• _EXERCISE BRIEF_
Where does the string "green" occur in the records below? Copy every line that holds it.

• _RECORD EXTRACTS_
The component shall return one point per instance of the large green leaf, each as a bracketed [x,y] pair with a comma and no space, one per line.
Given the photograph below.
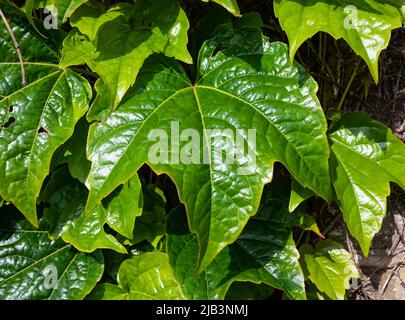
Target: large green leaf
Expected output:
[60,9]
[34,119]
[366,156]
[248,84]
[330,267]
[230,5]
[365,24]
[67,198]
[34,267]
[150,226]
[264,253]
[126,34]
[144,277]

• _RESULT BELOW_
The component shall return one point per instance of the large green leaf, each as a bracketed [x,y] pair with a comma and no space, one per line.
Target: large green leaf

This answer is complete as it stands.